> **Daftar Tugas**
A - Ketik ulang bagian teks tentang Jeddah yang diawali kata-kata "Bangunan bekas tempat" dan diakhiri "dengan tanah liat." tanpa mengubah apa pun.
B - Jawab pertanyaan berikut berdasarkan teks tentang Jeddah di bawah.
(i) Berapa kira-kira jumlah penduduk Jeddah sekarang?
(ii) Dari bahan apa blok-blok tembok gedung di Al Balad dibuat?
(iii) Berapa lebar gang-gang yang memisahkan bangunan-bangunan itu?
C - Tentukan apakah setiap pernyataan di bawah sesuai dengan teks tentang Jeddah, lalu kutip kata-kata teks yang menjadi dasarnya.
(i) Gedung-gedung renta di Al Balad rata-rata berumur kurang dari 50 tahun.
(ii) Balkon dan jendela gedung-gedung itu terbuat dari kayu berwarna coklat tua.
(iii) Jeddah bermula dari sebuah desa nelayan kecil.

> **Teks yang Diberikan**
□ □ □ □ □
Jeddah (ANTARA News) - Jeddah, salah satu kota penting di Arab Saudi yang kini telah bertransformasi menjadi kota moderen berpenduduk sekitar 3,4 juta jiwa, bermula dari sebuah desa nelayan kecil.
Sisa masa lalu desa kecil yang kemudian secara bertahap berkembang menjadi sebuah kota itu hingga kini masih bisa dilihat di kawasan sejarah Al Balad, Jeddah.
Di kawasan itu, gedung-gedung renta dengan dua hingga lima lantai yang rata-rata berumur lebih dari 100 tahun berdiri berhimpitan di bawah bayangan gedung-gedung pencakar langit bergaya arsitektur moderen, diantara hiruk pikuk aktivitas jual beli di pusat perdagangan Bab Mekah, Bab Syarif dan Souq Al Alawi.
Bangunan bekas tempat tinggal pedagang-pedagang kaya Jeddah pada masa lalu itu dibangun berdekatan satu sama lain, hanya dipisahkan oleh gang-gang sempit selebar satu hingga dua meter, sehingga pada musim panas pejalan kaki yang melewatinya bisa berlindung dari sengatan cahaya matahari di bawah bayangannya.
Tembok gedung-gedung itu dibangun dari blok-blok yang terbuat dari koral dan kerang laut yang disatukan dengan tanah liat.
Sementara itu, balkon dan jendela gedung terbuat dari kayu berwarna coklat tua dengan ukiran indah, membuatnya terlihat seperti lapisan coklat pada kue tart berbentuk persegi dari kejauhan.
Balkon dan jendela kayu berukir itu tidak hanya dibikin untuk memperindah gedung, namun juga untuk membantu menghadang pancaran sinar matahari langsung dan menangkap serta mengalirkan hembusan udara sore yang sejuk ke seluruh bagian gedung pada musim panas.
□ □ □ □ □
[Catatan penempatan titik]
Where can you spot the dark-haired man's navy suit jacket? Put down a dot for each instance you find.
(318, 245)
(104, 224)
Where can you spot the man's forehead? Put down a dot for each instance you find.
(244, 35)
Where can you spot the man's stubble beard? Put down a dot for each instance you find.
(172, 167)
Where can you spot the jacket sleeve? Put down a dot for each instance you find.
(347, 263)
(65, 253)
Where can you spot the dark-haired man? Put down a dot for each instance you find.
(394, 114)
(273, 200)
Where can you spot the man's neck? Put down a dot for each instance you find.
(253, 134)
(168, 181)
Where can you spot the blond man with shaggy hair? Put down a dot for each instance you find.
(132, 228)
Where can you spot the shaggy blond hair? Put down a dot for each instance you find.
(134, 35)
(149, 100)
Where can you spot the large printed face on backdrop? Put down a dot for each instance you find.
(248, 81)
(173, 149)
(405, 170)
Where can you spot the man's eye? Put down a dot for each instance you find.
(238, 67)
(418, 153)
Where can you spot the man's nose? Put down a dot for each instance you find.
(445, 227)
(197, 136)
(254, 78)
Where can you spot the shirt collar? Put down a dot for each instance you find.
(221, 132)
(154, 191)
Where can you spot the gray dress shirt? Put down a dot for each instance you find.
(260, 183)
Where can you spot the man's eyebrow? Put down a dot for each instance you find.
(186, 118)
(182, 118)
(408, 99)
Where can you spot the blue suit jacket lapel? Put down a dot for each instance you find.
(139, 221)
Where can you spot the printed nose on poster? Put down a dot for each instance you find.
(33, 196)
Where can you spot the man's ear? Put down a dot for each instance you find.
□ □ □ □ □
> **Jawaban Lengkap**
A -
Bangunan bekas tempat tinggal pedagang-pedagang kaya Jeddah pada masa lalu itu dibangun berdekatan satu sama lain, hanya dipisahkan oleh gang-gang sempit selebar satu hingga dua meter, sehingga pada musim panas pejalan kaki yang melewatinya bisa berlindung dari sengatan cahaya matahari di bawah bayangannya.
Tembok gedung-gedung itu dibangun dari blok-blok yang terbuat dari koral dan kerang laut yang disatukan dengan tanah liat.

B -
(i) Sekitar 3,4 juta jiwa.
(ii) Dari koral dan kerang laut yang disatukan dengan tanah liat.
(iii) Satu hingga dua meter.

C -
(i) Tidak. "rata-rata berumur lebih dari 100 tahun"
(ii) Ya. "balkon dan jendela gedung terbuat dari kayu berwarna coklat tua dengan ukiran indah"
(iii) Ya. "bermula dari sebuah desa nelayan kecil"